Excerpt: Begin

[OpenAFS] Re: DB servers "quorum" and OpenAFS tools

Peter Grandi pg@afs.list.sabi.co.UK
Thu, 23 Jan 2014 15:39:03 +0000


[ ... ]

>> At some point during this slow incremental plan there were 4
>> entries in both 'CellServDB's and the new one had not been
>> started up yet, and would not be for a couple days.

> Oh also, I'm not sure why you're adding the new machines to
> the CellServDB before the new server is up. You could bring up
> e.g. dbserver 4, and only after you're sure it's up and
> available, then add it to the client CellServDB. Then remove
> dbserver #3 from the client CellServDB, and then turn off
> dbserver #3.

As mentioned at greater length in a just sent message, to
minimize the number of DB daemons restarts/resets.

But even without that motivation, if I have a cell with 4 DB
servers, the fact that 1 is down should really have no or little
noticeable impact, or else the redundancy they provide is not
that worthwhile...

Excerpt: End
Listed entries: Begin

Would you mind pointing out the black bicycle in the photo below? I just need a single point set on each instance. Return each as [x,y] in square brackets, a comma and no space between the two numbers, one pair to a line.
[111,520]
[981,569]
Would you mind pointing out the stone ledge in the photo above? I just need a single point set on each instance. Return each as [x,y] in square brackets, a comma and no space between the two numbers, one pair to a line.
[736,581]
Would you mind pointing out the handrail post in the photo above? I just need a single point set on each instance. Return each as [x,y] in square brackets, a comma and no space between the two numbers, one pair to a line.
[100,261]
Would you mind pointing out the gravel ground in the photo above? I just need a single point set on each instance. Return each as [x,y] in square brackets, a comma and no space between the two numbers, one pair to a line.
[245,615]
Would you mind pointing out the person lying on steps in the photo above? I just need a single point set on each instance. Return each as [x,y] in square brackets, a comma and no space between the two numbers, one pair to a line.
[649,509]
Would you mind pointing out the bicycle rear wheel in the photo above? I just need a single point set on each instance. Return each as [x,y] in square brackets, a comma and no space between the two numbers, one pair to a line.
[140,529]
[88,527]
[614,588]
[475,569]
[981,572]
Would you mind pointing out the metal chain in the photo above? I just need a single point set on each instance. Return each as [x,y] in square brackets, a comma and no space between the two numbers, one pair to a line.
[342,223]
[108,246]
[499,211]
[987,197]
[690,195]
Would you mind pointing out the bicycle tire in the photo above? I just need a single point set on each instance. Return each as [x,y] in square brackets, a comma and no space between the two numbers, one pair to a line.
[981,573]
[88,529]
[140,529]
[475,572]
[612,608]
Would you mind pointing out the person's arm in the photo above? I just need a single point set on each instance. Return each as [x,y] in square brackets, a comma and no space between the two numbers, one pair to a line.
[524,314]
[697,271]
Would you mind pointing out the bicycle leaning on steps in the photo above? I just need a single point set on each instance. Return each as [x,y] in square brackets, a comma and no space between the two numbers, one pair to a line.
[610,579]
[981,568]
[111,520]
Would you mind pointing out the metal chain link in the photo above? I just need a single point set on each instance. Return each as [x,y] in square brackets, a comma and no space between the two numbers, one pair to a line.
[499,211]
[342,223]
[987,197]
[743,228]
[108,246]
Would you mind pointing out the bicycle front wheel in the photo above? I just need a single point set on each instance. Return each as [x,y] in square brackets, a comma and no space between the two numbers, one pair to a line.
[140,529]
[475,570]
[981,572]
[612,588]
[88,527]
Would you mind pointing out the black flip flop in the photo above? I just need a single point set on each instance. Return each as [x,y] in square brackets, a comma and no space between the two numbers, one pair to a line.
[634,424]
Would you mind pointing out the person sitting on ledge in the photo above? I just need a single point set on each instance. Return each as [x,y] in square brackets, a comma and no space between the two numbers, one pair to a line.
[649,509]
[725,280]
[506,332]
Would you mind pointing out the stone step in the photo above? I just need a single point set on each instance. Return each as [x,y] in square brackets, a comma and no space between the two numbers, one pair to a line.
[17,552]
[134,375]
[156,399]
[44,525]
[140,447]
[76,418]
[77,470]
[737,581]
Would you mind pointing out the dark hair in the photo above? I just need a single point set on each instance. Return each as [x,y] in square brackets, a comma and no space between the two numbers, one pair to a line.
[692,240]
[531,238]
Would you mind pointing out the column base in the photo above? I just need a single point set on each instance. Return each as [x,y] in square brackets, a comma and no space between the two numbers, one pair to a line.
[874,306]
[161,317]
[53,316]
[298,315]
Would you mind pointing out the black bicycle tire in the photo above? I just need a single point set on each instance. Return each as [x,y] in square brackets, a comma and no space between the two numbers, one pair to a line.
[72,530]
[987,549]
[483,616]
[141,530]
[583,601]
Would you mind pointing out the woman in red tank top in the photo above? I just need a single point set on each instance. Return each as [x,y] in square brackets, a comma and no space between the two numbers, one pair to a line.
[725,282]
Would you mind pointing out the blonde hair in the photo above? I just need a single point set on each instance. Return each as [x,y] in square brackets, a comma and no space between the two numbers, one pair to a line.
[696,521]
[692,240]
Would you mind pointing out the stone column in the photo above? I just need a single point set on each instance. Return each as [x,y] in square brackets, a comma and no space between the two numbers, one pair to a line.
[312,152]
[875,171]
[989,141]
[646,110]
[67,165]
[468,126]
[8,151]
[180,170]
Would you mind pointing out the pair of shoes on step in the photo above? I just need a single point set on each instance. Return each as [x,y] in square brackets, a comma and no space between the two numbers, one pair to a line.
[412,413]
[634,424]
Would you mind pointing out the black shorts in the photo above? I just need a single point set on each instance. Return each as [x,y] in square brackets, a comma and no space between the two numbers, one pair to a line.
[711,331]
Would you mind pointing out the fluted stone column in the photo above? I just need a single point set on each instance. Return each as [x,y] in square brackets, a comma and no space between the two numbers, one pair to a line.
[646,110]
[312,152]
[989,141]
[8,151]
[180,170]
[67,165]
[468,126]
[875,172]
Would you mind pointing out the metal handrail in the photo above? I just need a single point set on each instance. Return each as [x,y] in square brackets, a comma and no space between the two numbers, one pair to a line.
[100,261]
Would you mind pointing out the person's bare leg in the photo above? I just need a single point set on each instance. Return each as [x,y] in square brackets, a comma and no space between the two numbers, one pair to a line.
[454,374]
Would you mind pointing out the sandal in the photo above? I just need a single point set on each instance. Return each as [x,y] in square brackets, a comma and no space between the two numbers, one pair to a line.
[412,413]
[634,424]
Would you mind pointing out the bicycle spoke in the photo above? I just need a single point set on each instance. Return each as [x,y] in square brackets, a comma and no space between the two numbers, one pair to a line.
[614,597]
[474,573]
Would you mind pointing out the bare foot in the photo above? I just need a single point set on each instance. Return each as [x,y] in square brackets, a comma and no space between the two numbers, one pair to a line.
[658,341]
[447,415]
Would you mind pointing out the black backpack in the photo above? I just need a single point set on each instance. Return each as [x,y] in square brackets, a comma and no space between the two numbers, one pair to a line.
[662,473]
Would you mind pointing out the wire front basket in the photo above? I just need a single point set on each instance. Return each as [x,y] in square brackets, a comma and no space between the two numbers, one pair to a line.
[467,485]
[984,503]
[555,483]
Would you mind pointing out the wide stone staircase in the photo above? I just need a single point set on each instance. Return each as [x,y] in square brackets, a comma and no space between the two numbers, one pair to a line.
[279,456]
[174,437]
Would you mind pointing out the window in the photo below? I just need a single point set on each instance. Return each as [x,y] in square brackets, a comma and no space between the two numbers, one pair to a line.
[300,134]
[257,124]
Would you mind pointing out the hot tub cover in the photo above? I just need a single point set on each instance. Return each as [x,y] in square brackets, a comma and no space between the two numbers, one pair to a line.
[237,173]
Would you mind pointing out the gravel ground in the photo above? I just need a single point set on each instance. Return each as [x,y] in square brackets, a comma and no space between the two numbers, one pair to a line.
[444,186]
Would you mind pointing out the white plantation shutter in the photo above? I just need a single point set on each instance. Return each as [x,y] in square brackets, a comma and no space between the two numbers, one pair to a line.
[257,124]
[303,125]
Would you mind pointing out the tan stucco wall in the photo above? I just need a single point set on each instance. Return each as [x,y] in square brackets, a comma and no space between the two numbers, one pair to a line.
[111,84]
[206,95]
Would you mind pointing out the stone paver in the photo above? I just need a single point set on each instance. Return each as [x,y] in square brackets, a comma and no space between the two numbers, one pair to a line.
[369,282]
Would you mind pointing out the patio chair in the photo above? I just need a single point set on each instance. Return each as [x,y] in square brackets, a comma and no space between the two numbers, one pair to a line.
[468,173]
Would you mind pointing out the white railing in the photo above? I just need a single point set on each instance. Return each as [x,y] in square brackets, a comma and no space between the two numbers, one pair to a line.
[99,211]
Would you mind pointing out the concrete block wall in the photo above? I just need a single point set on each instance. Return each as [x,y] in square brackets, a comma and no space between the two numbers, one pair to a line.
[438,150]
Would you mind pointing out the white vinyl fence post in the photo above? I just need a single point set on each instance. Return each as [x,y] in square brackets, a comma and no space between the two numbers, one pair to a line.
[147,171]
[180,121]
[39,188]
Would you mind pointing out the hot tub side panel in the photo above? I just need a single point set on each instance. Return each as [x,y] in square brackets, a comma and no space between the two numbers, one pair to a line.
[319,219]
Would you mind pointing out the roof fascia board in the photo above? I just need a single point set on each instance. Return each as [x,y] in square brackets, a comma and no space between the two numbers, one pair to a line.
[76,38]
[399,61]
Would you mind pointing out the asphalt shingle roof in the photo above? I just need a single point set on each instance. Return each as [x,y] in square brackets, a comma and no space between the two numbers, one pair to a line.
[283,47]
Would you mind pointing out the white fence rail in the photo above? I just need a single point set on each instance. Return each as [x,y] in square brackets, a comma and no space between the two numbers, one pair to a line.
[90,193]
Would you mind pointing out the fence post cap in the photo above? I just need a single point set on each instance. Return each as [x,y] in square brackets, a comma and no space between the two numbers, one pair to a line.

Listed entries: End

Repeat the section of the OpenAFS mailing-list post that opens with the words containing "But even without" and closes with "that worthwhile...". These records are unrelated to the text.

But even without that motivation, if I have a cell with 4 DB
servers, the fact that 1 is down should really have no or little
noticeable impact, or else the redundancy they provide is not
that worthwhile...